- Exercise -
Copy every record that follows, word for word.
※
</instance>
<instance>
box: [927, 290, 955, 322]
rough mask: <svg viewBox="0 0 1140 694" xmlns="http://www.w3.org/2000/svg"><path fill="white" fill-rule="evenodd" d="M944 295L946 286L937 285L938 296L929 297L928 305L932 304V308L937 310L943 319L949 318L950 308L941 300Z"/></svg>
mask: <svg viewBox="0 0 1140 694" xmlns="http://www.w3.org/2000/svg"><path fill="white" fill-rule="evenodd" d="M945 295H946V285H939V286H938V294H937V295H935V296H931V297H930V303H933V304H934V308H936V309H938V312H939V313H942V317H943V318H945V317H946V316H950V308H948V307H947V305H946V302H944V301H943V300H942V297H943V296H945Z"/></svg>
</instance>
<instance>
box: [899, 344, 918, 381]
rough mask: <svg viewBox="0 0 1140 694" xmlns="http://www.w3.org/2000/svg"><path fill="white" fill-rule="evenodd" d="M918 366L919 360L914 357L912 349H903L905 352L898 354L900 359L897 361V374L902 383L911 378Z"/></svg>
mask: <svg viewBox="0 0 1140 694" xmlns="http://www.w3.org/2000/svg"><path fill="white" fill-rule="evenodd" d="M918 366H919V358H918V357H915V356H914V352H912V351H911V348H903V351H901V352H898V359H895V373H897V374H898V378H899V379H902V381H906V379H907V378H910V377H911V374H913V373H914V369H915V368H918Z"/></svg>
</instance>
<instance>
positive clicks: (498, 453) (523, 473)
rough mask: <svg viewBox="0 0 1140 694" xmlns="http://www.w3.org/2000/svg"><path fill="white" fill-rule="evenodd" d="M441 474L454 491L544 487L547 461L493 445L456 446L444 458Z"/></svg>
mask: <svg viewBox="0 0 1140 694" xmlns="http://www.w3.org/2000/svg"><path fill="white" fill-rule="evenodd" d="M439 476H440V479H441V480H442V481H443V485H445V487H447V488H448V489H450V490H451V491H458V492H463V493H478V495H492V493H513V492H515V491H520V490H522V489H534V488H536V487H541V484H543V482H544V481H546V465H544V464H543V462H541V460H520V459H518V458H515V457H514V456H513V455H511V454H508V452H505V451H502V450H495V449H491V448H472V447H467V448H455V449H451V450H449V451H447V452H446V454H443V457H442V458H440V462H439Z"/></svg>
※
- Written reply -
</instance>
<instance>
box: [927, 290, 955, 322]
rough mask: <svg viewBox="0 0 1140 694" xmlns="http://www.w3.org/2000/svg"><path fill="white" fill-rule="evenodd" d="M944 295L946 286L937 285L938 296L929 297L928 305L932 304V308L937 310L943 319L949 318L950 308L941 300Z"/></svg>
mask: <svg viewBox="0 0 1140 694" xmlns="http://www.w3.org/2000/svg"><path fill="white" fill-rule="evenodd" d="M945 295H946V285H939V286H938V294H937V295H935V296H931V297H930V303H933V304H934V308H936V309H938V312H939V313H942V317H943V318H945V317H946V316H950V308H948V307H947V305H946V302H944V301H943V300H942V297H943V296H945Z"/></svg>
</instance>
<instance>
box: [899, 344, 918, 381]
rough mask: <svg viewBox="0 0 1140 694" xmlns="http://www.w3.org/2000/svg"><path fill="white" fill-rule="evenodd" d="M918 366L919 360L914 357L912 349H903L905 352L898 354L900 359L897 361V374L902 383L911 378Z"/></svg>
mask: <svg viewBox="0 0 1140 694" xmlns="http://www.w3.org/2000/svg"><path fill="white" fill-rule="evenodd" d="M918 366H919V358H918V357H915V356H914V352H912V351H911V348H903V351H901V352H898V359H895V373H897V374H898V378H899V379H902V381H906V379H907V378H910V377H911V374H913V373H914V369H915V368H918Z"/></svg>
</instance>
<instance>
positive clicks: (498, 453) (523, 473)
rough mask: <svg viewBox="0 0 1140 694" xmlns="http://www.w3.org/2000/svg"><path fill="white" fill-rule="evenodd" d="M441 474L454 491L544 487L547 461L493 445L456 446L444 458Z"/></svg>
mask: <svg viewBox="0 0 1140 694" xmlns="http://www.w3.org/2000/svg"><path fill="white" fill-rule="evenodd" d="M439 476H440V479H441V480H442V481H443V485H445V487H447V488H448V489H450V490H451V491H458V492H463V493H478V495H492V493H513V492H515V491H520V490H522V489H534V488H536V487H541V484H543V482H544V481H546V465H544V464H543V462H541V460H520V459H518V458H515V457H514V456H513V455H511V454H508V452H505V451H502V450H495V449H491V448H472V447H467V448H455V449H451V450H449V451H447V452H446V454H443V457H442V458H440V462H439Z"/></svg>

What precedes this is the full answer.